# Requirement:
Count the lines in the rows below that contain the word "table". Reply with the number alone.
--- BEGIN Provided material ---
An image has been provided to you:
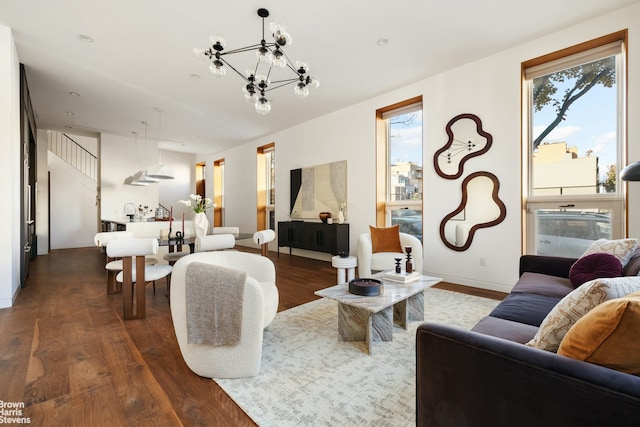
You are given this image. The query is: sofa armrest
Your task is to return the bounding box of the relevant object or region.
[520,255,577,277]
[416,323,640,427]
--- END Provided material ---
--- BEGIN Provided material ---
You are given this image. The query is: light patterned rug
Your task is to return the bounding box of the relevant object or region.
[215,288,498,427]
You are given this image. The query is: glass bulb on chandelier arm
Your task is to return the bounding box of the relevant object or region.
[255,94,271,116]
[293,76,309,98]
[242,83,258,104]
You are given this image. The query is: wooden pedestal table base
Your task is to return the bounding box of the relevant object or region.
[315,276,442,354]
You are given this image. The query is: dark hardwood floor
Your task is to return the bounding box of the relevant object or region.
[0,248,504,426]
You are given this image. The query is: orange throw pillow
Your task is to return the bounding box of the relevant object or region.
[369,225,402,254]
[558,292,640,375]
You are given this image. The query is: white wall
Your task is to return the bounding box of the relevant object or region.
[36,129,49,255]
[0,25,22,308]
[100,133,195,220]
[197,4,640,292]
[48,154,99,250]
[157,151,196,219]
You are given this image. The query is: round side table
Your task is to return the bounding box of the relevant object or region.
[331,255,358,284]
--- END Provided material ---
--- BEGIN Provided material ---
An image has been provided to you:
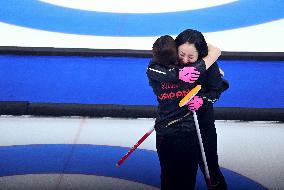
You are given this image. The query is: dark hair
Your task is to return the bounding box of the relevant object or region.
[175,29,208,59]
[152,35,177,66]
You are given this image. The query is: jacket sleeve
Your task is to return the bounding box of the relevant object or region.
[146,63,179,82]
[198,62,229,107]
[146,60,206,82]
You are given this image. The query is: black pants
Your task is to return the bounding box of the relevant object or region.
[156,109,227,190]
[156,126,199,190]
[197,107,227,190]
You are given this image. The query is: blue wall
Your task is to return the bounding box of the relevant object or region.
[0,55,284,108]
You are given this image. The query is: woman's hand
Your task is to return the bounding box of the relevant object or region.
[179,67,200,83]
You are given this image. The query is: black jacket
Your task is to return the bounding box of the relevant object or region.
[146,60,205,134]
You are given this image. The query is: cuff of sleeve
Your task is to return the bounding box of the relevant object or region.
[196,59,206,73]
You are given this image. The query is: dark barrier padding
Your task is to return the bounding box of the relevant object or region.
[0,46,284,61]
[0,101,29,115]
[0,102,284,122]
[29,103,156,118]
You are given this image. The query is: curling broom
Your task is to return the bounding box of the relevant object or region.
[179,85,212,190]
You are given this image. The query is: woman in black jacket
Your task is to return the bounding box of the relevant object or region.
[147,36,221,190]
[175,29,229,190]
--- END Provided material ---
# Problem solution:
2